> SET PROBLEM
Update the rows below by changing every "Grounding Module" to "Localization Module". Keep everything else the same.
'''
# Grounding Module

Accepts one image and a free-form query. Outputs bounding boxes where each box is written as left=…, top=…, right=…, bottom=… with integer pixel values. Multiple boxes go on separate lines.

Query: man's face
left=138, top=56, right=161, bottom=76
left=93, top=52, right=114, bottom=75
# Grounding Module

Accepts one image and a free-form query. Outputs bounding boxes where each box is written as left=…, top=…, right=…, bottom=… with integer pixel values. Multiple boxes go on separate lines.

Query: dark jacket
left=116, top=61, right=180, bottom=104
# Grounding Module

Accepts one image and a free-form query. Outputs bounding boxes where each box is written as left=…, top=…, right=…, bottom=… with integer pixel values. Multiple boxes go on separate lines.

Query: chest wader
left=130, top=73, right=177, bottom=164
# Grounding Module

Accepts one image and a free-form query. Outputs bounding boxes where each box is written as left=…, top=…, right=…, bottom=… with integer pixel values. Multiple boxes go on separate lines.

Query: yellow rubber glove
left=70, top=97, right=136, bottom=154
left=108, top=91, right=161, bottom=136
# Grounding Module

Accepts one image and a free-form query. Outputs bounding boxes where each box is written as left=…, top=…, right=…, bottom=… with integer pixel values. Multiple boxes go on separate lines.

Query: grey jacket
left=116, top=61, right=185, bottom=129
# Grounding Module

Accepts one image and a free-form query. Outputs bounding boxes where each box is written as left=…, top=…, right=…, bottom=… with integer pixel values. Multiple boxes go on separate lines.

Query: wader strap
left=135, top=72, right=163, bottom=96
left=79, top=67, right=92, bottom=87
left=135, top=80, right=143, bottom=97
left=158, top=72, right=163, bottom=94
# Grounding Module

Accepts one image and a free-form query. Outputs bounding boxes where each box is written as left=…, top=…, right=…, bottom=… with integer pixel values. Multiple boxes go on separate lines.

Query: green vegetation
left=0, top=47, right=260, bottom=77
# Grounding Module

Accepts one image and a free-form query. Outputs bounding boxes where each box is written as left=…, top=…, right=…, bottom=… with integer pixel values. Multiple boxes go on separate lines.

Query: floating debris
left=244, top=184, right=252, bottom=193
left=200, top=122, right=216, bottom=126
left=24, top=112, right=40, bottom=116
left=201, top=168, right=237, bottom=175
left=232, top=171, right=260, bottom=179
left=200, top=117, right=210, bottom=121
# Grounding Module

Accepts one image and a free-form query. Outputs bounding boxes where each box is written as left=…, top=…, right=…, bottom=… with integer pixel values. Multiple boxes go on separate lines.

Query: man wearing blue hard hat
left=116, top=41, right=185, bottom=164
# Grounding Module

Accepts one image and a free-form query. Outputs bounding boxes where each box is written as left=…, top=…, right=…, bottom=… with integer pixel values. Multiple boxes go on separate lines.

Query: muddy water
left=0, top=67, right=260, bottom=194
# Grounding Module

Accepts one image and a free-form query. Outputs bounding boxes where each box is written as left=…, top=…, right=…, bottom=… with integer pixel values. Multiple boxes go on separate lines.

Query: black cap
'''
> WORKED ANSWER
# Localization Module

Accepts one image and a free-form query. Outputs bounding boxes where each box is written as left=…, top=…, right=…, bottom=… with integer pixel values. Multiple boxes go on separate lines.

Query: man's face
left=138, top=56, right=161, bottom=76
left=93, top=52, right=114, bottom=75
# Localization Module

Accepts one image and a free-form query. Outputs bounding boxes where each box is written as left=…, top=…, right=…, bottom=… with integer pixel values. Multiple boxes go on separate lines.

Query: dark jacket
left=116, top=61, right=180, bottom=104
# Localization Module

Accepts one image and a free-form query. Outputs bounding boxes where each box is written as left=…, top=…, right=…, bottom=… with integer pixel values. Multiple boxes go on separate lines.

Query: chest wader
left=130, top=73, right=177, bottom=164
# Localization Module

Accepts one image and a free-form query. Outputs bounding boxes where each box is written as left=…, top=…, right=…, bottom=… with integer pixel values. Multiple boxes go on separate lines.

Query: yellow rubber glove
left=70, top=97, right=136, bottom=154
left=108, top=91, right=161, bottom=136
# Localization Module

Accepts one image and a free-form query. Outputs bounding boxes where each box is written as left=…, top=…, right=…, bottom=… with integer pixel values. Multiple boxes go on separate lines.

Query: grey jacket
left=116, top=61, right=185, bottom=129
# Localization Module

Accepts one image and a free-form query. Outputs bounding boxes where each box is written as left=…, top=…, right=…, bottom=… with integer pixel values. Multiple boxes go on separate lines.

Query: wader strap
left=135, top=72, right=163, bottom=96
left=79, top=67, right=92, bottom=87
left=135, top=80, right=143, bottom=97
left=158, top=72, right=163, bottom=94
# Localization Module

Accepts one image and a free-form query. Outputs bounding boxes where each box is written as left=…, top=…, right=…, bottom=… with integer pixel values. Multiple boxes go on separate lines.

Query: green vegetation
left=0, top=47, right=260, bottom=77
# Localization Module

Accepts one image and a free-form query. Outputs bounding boxes where each box is written as left=…, top=…, right=…, bottom=… with integer pixel values. Multiple boxes go on separate lines.

Query: floating debris
left=244, top=184, right=252, bottom=193
left=200, top=122, right=216, bottom=126
left=24, top=112, right=40, bottom=116
left=201, top=168, right=237, bottom=175
left=232, top=171, right=260, bottom=179
left=200, top=117, right=210, bottom=121
# Localization Module

Accepts one image and a free-form query. Outputs bounding boxes where each box is written as left=…, top=…, right=…, bottom=… with integer pixel values. Multiple boxes go on separate lines.

Query: man wearing blue hard hat
left=116, top=41, right=185, bottom=164
# Localization Module

Accepts one image and a free-form query. Outputs bounding boxes where each box is written as left=…, top=…, right=…, bottom=… with integer pixel values. Multiple boxes go on separate lines.

Query: muddy water
left=0, top=67, right=260, bottom=194
# Localization Module

Accepts one image and a free-form query. Outputs bounding boxes where each box is written as left=…, top=…, right=…, bottom=… with integer pixel values. Multiple boxes go on separate lines.

Query: black cap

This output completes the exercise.